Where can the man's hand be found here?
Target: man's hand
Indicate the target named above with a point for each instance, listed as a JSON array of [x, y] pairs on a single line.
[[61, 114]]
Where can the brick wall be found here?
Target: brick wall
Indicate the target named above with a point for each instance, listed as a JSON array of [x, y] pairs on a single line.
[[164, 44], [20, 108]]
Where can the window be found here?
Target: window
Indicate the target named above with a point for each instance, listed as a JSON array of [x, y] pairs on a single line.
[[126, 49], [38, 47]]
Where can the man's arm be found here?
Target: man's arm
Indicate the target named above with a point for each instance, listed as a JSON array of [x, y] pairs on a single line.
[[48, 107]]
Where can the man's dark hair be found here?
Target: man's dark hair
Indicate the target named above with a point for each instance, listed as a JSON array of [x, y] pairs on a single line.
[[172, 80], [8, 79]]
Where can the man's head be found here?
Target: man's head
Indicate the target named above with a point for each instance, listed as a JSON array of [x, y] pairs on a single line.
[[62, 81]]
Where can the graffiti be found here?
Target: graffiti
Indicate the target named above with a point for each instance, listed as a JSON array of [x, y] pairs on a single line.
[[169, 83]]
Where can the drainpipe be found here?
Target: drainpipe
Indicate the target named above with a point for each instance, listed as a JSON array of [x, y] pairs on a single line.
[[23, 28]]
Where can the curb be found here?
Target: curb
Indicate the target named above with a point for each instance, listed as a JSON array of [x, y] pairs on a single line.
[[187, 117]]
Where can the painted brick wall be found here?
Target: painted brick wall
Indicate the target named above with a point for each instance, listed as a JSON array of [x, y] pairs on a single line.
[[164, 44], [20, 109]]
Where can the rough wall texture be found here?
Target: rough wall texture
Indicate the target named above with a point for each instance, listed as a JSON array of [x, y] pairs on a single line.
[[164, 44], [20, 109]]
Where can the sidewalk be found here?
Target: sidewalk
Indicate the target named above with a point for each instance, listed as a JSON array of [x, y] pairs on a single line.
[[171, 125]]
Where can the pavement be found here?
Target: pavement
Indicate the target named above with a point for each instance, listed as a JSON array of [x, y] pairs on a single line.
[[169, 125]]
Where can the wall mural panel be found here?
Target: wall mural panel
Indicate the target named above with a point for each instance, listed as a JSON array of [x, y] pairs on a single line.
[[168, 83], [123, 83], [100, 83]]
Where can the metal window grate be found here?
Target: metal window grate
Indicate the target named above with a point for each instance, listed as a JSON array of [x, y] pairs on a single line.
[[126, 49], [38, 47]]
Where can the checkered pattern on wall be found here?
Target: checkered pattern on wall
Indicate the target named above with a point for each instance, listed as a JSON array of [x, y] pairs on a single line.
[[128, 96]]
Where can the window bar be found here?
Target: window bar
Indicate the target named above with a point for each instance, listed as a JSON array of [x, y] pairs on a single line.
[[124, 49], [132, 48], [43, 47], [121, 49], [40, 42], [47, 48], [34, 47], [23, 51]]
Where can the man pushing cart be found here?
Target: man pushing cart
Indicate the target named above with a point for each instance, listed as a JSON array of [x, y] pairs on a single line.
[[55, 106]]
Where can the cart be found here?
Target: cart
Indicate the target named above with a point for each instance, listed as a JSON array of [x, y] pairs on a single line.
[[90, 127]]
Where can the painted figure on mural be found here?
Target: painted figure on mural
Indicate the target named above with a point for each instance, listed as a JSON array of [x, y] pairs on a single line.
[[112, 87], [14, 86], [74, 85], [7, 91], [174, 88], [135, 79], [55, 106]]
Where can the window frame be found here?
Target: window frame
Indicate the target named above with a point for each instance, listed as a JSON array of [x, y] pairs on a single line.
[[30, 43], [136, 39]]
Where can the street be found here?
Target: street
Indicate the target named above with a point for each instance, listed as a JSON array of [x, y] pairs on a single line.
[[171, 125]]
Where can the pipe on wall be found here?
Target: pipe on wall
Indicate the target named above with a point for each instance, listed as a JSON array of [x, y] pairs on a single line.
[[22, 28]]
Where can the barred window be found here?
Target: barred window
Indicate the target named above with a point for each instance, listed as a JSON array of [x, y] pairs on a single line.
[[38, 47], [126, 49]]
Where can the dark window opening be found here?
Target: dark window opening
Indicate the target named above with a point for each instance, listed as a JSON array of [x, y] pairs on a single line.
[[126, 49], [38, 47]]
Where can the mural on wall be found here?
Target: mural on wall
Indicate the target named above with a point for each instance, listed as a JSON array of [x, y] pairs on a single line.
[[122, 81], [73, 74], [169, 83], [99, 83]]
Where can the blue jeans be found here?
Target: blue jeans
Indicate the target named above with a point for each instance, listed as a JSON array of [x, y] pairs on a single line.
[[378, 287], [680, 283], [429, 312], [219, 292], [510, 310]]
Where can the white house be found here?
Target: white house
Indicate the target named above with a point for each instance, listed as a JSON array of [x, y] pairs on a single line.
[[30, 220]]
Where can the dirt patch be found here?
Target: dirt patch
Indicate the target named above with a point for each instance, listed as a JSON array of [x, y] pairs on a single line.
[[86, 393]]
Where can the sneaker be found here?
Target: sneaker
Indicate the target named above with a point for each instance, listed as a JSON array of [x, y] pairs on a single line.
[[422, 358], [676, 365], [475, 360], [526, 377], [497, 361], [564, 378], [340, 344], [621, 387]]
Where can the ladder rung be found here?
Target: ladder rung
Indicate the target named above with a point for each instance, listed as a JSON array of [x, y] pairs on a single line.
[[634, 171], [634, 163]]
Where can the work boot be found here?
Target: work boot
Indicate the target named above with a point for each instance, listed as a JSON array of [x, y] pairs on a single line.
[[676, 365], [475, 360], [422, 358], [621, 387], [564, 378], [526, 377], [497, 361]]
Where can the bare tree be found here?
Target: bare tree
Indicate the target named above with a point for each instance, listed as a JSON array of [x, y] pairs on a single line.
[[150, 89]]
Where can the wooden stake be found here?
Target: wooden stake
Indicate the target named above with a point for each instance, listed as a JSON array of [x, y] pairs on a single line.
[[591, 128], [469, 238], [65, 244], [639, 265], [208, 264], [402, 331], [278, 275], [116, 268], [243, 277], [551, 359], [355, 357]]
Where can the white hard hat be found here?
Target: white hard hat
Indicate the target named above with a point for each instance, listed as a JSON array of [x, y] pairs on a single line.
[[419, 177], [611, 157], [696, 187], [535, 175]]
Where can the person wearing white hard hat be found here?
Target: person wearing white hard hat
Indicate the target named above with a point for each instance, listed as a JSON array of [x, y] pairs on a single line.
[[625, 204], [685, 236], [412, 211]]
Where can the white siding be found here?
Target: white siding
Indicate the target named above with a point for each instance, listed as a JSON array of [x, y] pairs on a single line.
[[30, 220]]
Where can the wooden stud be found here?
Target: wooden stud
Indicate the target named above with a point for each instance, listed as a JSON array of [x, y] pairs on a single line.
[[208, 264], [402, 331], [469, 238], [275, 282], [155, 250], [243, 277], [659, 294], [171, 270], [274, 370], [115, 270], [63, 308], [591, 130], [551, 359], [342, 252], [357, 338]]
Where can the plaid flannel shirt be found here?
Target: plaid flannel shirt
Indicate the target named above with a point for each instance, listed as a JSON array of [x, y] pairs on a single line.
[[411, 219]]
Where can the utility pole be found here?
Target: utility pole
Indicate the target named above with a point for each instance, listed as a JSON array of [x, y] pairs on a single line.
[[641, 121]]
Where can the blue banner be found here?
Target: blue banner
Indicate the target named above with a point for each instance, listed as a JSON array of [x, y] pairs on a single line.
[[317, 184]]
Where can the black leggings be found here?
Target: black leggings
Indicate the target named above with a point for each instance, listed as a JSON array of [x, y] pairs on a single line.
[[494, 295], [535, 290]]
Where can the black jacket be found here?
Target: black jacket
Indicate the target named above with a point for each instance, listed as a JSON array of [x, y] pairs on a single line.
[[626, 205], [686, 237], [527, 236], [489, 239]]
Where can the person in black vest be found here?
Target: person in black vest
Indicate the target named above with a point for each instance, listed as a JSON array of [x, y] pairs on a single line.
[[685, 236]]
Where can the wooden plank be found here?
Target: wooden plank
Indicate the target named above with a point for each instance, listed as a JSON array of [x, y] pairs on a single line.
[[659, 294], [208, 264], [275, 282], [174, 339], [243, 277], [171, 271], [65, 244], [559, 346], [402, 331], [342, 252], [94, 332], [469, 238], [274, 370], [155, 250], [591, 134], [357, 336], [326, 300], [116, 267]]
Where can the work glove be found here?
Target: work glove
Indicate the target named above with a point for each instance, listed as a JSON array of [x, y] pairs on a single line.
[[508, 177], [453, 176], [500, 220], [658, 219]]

========================================

### Obiettivo esercizio
Esprimi come lista JSON di stringhe le righe dei dati, dall'inizio fino alla riga che contiene "[[187, 117]]" compresa. Usa una stringa per ogni riga e tralascia le righe vuote.

### Risultato finale
[
  "Where can the man's hand be found here?",
  "Target: man's hand",
  "Indicate the target named above with a point for each instance, listed as a JSON array of [x, y] pairs on a single line.",
  "[[61, 114]]",
  "Where can the brick wall be found here?",
  "Target: brick wall",
  "Indicate the target named above with a point for each instance, listed as a JSON array of [x, y] pairs on a single line.",
  "[[164, 44], [20, 108]]",
  "Where can the window be found here?",
  "Target: window",
  "Indicate the target named above with a point for each instance, listed as a JSON array of [x, y] pairs on a single line.",
  "[[126, 49], [38, 47]]",
  "Where can the man's arm be found here?",
  "Target: man's arm",
  "Indicate the target named above with a point for each instance, listed as a JSON array of [x, y] pairs on a single line.",
  "[[48, 107]]",
  "Where can the man's dark hair be found here?",
  "Target: man's dark hair",
  "Indicate the target named above with a point for each instance, listed as a JSON array of [x, y] pairs on a single line.",
  "[[172, 80], [8, 79]]",
  "Where can the man's head be found here?",
  "Target: man's head",
  "Indicate the target named above with a point for each instance, listed as a JSON array of [x, y] pairs on a single line.",
  "[[62, 81]]",
  "Where can the graffiti be found here?",
  "Target: graffiti",
  "Indicate the target named above with a point for each instance, listed as a JSON array of [x, y] pairs on a single line.",
  "[[169, 83]]",
  "Where can the drainpipe be found here?",
  "Target: drainpipe",
  "Indicate the target named above with a point for each instance, listed as a JSON array of [x, y] pairs on a single line.",
  "[[23, 28]]",
  "Where can the curb be found here?",
  "Target: curb",
  "Indicate the target named above with a point for each instance, listed as a JSON array of [x, y] pairs on a single line.",
  "[[187, 117]]"
]